AIM OF THE EXERCISE
Copy out the data below verbatim.

Items from a data source:
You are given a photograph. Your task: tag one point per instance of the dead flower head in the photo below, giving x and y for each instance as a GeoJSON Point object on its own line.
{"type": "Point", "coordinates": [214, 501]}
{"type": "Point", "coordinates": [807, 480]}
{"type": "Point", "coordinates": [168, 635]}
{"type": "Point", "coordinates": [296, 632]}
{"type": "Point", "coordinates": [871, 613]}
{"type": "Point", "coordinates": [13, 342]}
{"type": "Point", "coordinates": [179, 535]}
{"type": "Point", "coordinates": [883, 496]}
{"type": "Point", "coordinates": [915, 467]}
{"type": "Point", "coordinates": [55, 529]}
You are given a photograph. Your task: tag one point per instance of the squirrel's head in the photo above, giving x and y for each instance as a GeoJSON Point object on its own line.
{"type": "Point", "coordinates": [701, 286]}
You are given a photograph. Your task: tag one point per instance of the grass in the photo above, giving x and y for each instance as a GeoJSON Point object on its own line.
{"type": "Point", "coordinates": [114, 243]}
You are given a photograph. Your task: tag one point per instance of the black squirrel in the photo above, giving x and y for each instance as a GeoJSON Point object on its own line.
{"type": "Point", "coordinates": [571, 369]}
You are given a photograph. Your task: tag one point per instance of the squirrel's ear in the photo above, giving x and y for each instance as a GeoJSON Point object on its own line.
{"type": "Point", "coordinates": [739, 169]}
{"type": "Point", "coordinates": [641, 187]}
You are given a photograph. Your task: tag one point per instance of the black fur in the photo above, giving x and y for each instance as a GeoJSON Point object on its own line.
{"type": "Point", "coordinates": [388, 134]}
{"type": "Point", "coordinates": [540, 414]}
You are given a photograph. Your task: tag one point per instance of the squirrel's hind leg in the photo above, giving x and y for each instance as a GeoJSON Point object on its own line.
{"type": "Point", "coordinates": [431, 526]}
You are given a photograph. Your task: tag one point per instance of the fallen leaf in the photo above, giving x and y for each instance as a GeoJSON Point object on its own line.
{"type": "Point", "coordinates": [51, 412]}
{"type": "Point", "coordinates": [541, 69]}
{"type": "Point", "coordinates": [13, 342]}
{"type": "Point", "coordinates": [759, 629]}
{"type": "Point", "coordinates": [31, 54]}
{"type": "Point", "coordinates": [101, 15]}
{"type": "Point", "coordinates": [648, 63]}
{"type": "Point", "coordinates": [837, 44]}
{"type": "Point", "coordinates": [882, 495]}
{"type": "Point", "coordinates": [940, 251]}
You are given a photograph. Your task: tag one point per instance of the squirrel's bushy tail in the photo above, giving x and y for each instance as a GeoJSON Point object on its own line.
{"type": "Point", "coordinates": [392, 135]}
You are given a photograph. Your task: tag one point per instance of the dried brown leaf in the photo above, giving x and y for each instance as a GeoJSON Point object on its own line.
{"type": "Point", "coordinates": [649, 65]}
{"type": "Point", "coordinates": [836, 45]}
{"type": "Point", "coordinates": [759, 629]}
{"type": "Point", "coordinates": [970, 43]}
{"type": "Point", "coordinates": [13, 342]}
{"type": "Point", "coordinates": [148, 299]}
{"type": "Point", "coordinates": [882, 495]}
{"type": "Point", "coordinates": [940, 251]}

PROBLEM SOLUTION
You are given a photograph. Your task: tag one point per instance of the dead flower head in the photo below, giving x and y for each instance as a GeoJSON Point object on its own line.
{"type": "Point", "coordinates": [214, 501]}
{"type": "Point", "coordinates": [807, 480]}
{"type": "Point", "coordinates": [168, 635]}
{"type": "Point", "coordinates": [296, 632]}
{"type": "Point", "coordinates": [871, 613]}
{"type": "Point", "coordinates": [13, 342]}
{"type": "Point", "coordinates": [179, 535]}
{"type": "Point", "coordinates": [883, 496]}
{"type": "Point", "coordinates": [915, 467]}
{"type": "Point", "coordinates": [55, 529]}
You are given a photograph. Your task: tag one point per instance of the squirrel's head in the photo above, giving x and y for each instance as a GeoJSON Point object on its own line.
{"type": "Point", "coordinates": [701, 286]}
You are given a photograph. Your task: tag one point per instance of the grass in the photo above, giving x and y for each instance as a GeoJSON Point object on its own line.
{"type": "Point", "coordinates": [114, 243]}
You are given a photograph. Your task: tag one point per instance of the black squirrel in the photo above, giving x and y for each instance as a GeoJSON Point object on its own line.
{"type": "Point", "coordinates": [571, 369]}
You are given a photograph. Your task: tag one point per instance of the squirrel's ear in the photo above, giving x and y for each instance as a GeoJSON Point object on its own line.
{"type": "Point", "coordinates": [739, 169]}
{"type": "Point", "coordinates": [641, 187]}
You are given a photograph. Your task: tag one point per instance of the black fur in the photo above, giving x and y for each instance as a GeoJSON Point object on its own line.
{"type": "Point", "coordinates": [388, 134]}
{"type": "Point", "coordinates": [540, 414]}
You are given a photograph. Your task: tag one point per instance of the squirrel's hind leg in the photo above, giving x and y for each instance as a GeoJSON Point object on its own line.
{"type": "Point", "coordinates": [431, 526]}
You are given a photograph. Your task: tag one point per instance of the fallen leaf in the photo above, giving x and y for each instance as a GeoJSON Point object on its own line.
{"type": "Point", "coordinates": [51, 412]}
{"type": "Point", "coordinates": [541, 69]}
{"type": "Point", "coordinates": [13, 342]}
{"type": "Point", "coordinates": [759, 629]}
{"type": "Point", "coordinates": [31, 54]}
{"type": "Point", "coordinates": [101, 15]}
{"type": "Point", "coordinates": [648, 63]}
{"type": "Point", "coordinates": [837, 44]}
{"type": "Point", "coordinates": [882, 495]}
{"type": "Point", "coordinates": [940, 251]}
You are given a photograph. Your task: tag one point per instance of the squirrel's bushy tail in the photo above, giving x and y for each instance as a GeoJSON Point object on its own line.
{"type": "Point", "coordinates": [392, 135]}
You are given a photograph. Your task: tag one point per instance of the dried brown leaf in the photo above, giving x and y for each instance as a GeoJSON Point object on its own line.
{"type": "Point", "coordinates": [649, 65]}
{"type": "Point", "coordinates": [836, 45]}
{"type": "Point", "coordinates": [759, 629]}
{"type": "Point", "coordinates": [970, 43]}
{"type": "Point", "coordinates": [13, 342]}
{"type": "Point", "coordinates": [148, 299]}
{"type": "Point", "coordinates": [882, 495]}
{"type": "Point", "coordinates": [940, 251]}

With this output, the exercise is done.